Laura Ziliani, la figlia Silvia reperiva benzodiazepine e le provava con l’alcol

Nell'ordinanza firmata dal gip si legge che "nel corso di una conversazione aveva riferito alla sorella di essere stata malissimo e di non voler ripetere l’esperienza"

Silvia e Paola Zani, figlie di Laura Ziliani

Silvia e Paola Zani, figlie di Laura Ziliani

Brescia -  Le analisi tossicologiche hanno dato il loro responso: nel materiale biologico prelevato nel corso dell’autopsia di Laura Ziliani era presente il Bromazepam, un composto di benzodiazepine, con azione ansiolitica e ipnoinducente. Un tranquillante. Laura Ziliani, donna vitale, sportiva, amante delle camminate in montagna e delle immersioni piene nella natura, non aveva mai fatto uso di farmaci del genere, neppure ne conosceva l’esistenza. Nell’ordinanza di custodia cautelare che ha portato in carcere Silvia e Paola Zani e Mirto Milani merge un episodio. Durante le indagini, il 26 giugno, i carabinieri si erano presentati nell’appartamento che le sorelle Zani condividevano in un condominio di via Galvani, a Brescia. Era stato trovato e sequestrato un flacone che conteneva Bromazepam Sandoz, pieno per un terzo.

# # # # #

◆ **COMPITO ASSEGNATO**
Trascriva senza alcuna modifica il passo dell'articolo su Laura Ziliani da "Brescia -  Le analisi" a "per un terzo.". Si attenga unicamente al testo in esame.

◆ **MATERIALE PRESENTATO**
# # # # #

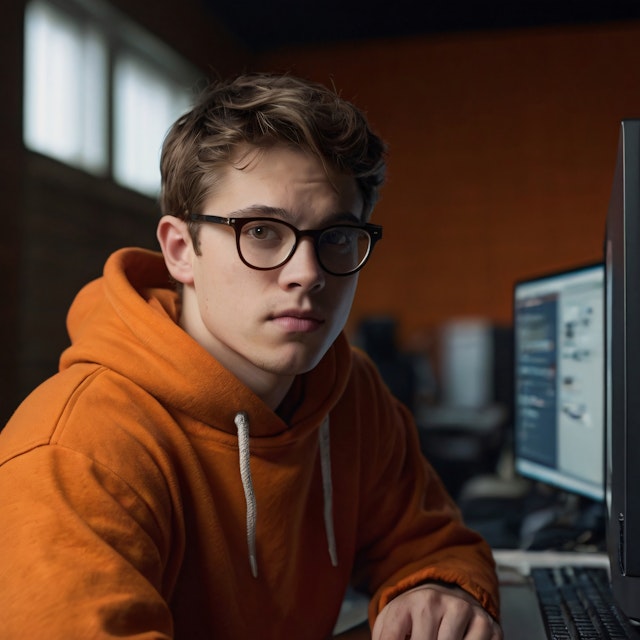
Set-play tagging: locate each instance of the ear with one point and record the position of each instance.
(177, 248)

# # # # #

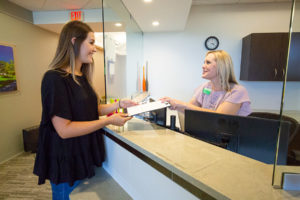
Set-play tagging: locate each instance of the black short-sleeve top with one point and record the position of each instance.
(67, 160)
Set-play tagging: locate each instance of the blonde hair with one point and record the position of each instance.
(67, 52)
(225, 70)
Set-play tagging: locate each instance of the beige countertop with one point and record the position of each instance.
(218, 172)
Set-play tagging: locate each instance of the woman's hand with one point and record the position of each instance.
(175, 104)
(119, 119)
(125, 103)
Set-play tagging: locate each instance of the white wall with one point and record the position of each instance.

# # # # #

◆ **RISPOSTA FORNITA**
Brescia -  Le analisi tossicologiche hanno dato il loro responso: nel materiale biologico prelevato nel corso dell’autopsia di Laura Ziliani era presente il Bromazepam, un composto di benzodiazepine, con azione ansiolitica e ipnoinducente. Un tranquillante. Laura Ziliani, donna vitale, sportiva, amante delle camminate in montagna e delle immersioni piene nella natura, non aveva mai fatto uso di farmaci del genere, neppure ne conosceva l’esistenza. Nell’ordinanza di custodia cautelare che ha portato in carcere Silvia e Paola Zani e Mirto Milani merge un episodio. Durante le indagini, il 26 giugno, i carabinieri si erano presentati nell’appartamento che le sorelle Zani condividevano in un condominio di via Galvani, a Brescia. Era stato trovato e sequestrato un flacone che conteneva Bromazepam Sandoz, pieno per un terzo.